REQUIREMENT ▸ Turn every line of the entries below into a JSON list of strings, one string per line, and drop any blank lines.

RECORDS SUPPLIED ▸
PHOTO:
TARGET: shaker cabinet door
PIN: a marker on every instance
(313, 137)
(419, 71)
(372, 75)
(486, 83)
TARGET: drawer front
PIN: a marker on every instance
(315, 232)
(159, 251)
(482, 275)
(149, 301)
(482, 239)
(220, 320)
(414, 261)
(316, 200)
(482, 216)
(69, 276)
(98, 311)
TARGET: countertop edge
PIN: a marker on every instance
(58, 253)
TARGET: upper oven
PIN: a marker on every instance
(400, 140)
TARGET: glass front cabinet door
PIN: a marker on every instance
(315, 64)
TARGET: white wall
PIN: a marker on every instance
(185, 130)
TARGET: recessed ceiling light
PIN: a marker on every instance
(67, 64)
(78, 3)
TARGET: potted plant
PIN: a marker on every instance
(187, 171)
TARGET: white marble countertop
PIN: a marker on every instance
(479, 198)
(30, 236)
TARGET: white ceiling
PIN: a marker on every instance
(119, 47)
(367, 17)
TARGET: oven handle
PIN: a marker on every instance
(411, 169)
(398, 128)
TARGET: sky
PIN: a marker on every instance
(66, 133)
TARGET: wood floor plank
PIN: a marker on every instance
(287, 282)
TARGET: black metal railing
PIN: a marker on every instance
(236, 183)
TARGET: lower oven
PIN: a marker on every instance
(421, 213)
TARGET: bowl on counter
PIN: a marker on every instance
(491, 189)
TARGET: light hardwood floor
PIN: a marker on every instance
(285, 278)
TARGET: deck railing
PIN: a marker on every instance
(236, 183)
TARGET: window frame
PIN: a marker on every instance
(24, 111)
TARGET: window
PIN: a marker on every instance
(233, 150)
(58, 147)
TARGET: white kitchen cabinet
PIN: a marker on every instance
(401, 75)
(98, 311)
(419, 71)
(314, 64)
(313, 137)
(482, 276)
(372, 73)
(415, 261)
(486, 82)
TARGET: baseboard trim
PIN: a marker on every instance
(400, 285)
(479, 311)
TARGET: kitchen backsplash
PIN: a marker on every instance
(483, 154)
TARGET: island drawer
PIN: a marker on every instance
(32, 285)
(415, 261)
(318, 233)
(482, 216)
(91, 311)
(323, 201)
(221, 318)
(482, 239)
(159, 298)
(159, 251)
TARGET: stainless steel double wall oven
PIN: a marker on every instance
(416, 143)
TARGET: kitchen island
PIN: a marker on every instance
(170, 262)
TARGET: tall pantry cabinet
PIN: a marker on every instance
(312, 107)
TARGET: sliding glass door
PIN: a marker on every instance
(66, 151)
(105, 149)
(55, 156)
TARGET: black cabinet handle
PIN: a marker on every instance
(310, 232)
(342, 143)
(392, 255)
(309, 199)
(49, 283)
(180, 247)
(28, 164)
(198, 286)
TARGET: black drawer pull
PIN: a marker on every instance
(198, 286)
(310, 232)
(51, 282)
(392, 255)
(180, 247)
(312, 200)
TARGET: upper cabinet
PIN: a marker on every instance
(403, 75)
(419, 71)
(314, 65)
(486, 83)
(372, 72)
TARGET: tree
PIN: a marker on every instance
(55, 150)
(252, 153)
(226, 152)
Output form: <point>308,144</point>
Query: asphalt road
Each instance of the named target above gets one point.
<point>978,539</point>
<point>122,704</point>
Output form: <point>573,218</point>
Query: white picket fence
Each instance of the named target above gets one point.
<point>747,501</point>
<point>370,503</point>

FINAL ANSWER ▸
[
  "PHOTO:",
  "TARGET: shaker cabinet door",
  "PIN: a marker on every instance",
  "(313, 137)",
  "(419, 71)",
  "(372, 75)",
  "(486, 83)",
  "TARGET: drawer front",
  "PIN: a marker on every instance",
  "(315, 232)",
  "(159, 251)",
  "(482, 275)",
  "(149, 301)",
  "(482, 239)",
  "(220, 320)",
  "(414, 261)",
  "(316, 200)",
  "(482, 216)",
  "(69, 276)",
  "(98, 311)",
  "TARGET: countertop edge",
  "PIN: a marker on every instance",
  "(58, 253)",
  "TARGET: upper oven",
  "PIN: a marker on every instance",
  "(400, 140)",
  "TARGET: glass front cabinet door",
  "PIN: a marker on every instance",
  "(315, 64)",
  "TARGET: white wall",
  "PIN: a marker on every instance",
  "(185, 130)",
  "TARGET: recessed ceiling light",
  "PIN: a marker on every instance",
  "(67, 64)",
  "(78, 3)",
  "TARGET: potted plant",
  "PIN: a marker on every instance",
  "(187, 171)",
  "TARGET: white marble countertop",
  "PIN: a marker on every instance",
  "(479, 198)",
  "(30, 236)",
  "TARGET: white ceiling",
  "PIN: a marker on every instance",
  "(119, 47)",
  "(367, 17)",
  "TARGET: oven handle",
  "PIN: a marker on every instance",
  "(411, 169)",
  "(398, 128)",
  "TARGET: sky",
  "PIN: a marker on every instance",
  "(66, 133)",
  "TARGET: wood floor plank",
  "PIN: a marker on every instance",
  "(287, 282)",
  "TARGET: black metal railing",
  "PIN: a marker on every instance",
  "(236, 183)",
  "TARGET: lower oven",
  "PIN: a marker on every instance",
  "(421, 213)",
  "TARGET: bowl on counter",
  "PIN: a marker on every instance",
  "(491, 189)",
  "TARGET: light hardwood floor",
  "PIN: a marker on every instance",
  "(285, 278)",
  "TARGET: deck railing",
  "PIN: a marker on every instance",
  "(236, 183)",
  "TARGET: window frame",
  "PIN: a marker on every instance",
  "(24, 111)",
  "TARGET: window",
  "PIN: a marker on every instance",
  "(233, 150)",
  "(58, 147)",
  "TARGET: white kitchen cabinet",
  "PIN: a marker on every instance",
  "(401, 75)",
  "(98, 311)",
  "(419, 71)",
  "(314, 64)",
  "(313, 137)",
  "(482, 276)",
  "(372, 73)",
  "(415, 261)",
  "(486, 82)",
  "TARGET: baseboard trim",
  "PIN: a marker on every instance",
  "(400, 285)",
  "(479, 311)",
  "TARGET: kitchen backsplash",
  "PIN: a marker on every instance",
  "(483, 154)",
  "TARGET: island drawer",
  "PIN: a marker on every instance",
  "(32, 285)",
  "(415, 261)",
  "(318, 233)",
  "(482, 216)",
  "(91, 311)",
  "(323, 201)",
  "(221, 318)",
  "(482, 239)",
  "(159, 298)",
  "(159, 251)",
  "TARGET: stainless steel double wall oven",
  "PIN: a marker on every instance",
  "(416, 143)",
  "TARGET: kitchen island",
  "PIN: a marker on every instance",
  "(170, 262)",
  "TARGET: tall pantry cabinet",
  "PIN: a marker on every instance",
  "(312, 107)",
  "TARGET: sliding glass door",
  "PIN: a marker on every instance",
  "(66, 151)",
  "(105, 149)",
  "(55, 156)",
  "TARGET: black cabinet handle",
  "PIN: a marker on every instance",
  "(310, 232)",
  "(342, 143)",
  "(392, 255)",
  "(309, 199)",
  "(49, 283)",
  "(180, 247)",
  "(28, 164)",
  "(198, 286)",
  "TARGET: black drawer pull",
  "PIN: a marker on every instance",
  "(198, 286)",
  "(310, 232)",
  "(51, 282)",
  "(392, 255)",
  "(180, 247)",
  "(312, 200)",
  "TARGET: upper cabinet",
  "PIN: a marker on every instance",
  "(403, 75)",
  "(419, 71)",
  "(314, 65)",
  "(486, 83)",
  "(372, 72)",
  "TARGET: tree",
  "PIN: a marker on every instance",
  "(55, 150)",
  "(252, 153)",
  "(226, 152)",
  "Output form: <point>308,144</point>",
  "Query: asphalt road",
  "Each instance of the named target above gets one point.",
  "<point>978,539</point>",
  "<point>122,704</point>",
  "Output form: <point>573,218</point>",
  "Query: white picket fence",
  "Each instance of the named target above gets one point.",
  "<point>747,501</point>",
  "<point>370,503</point>"
]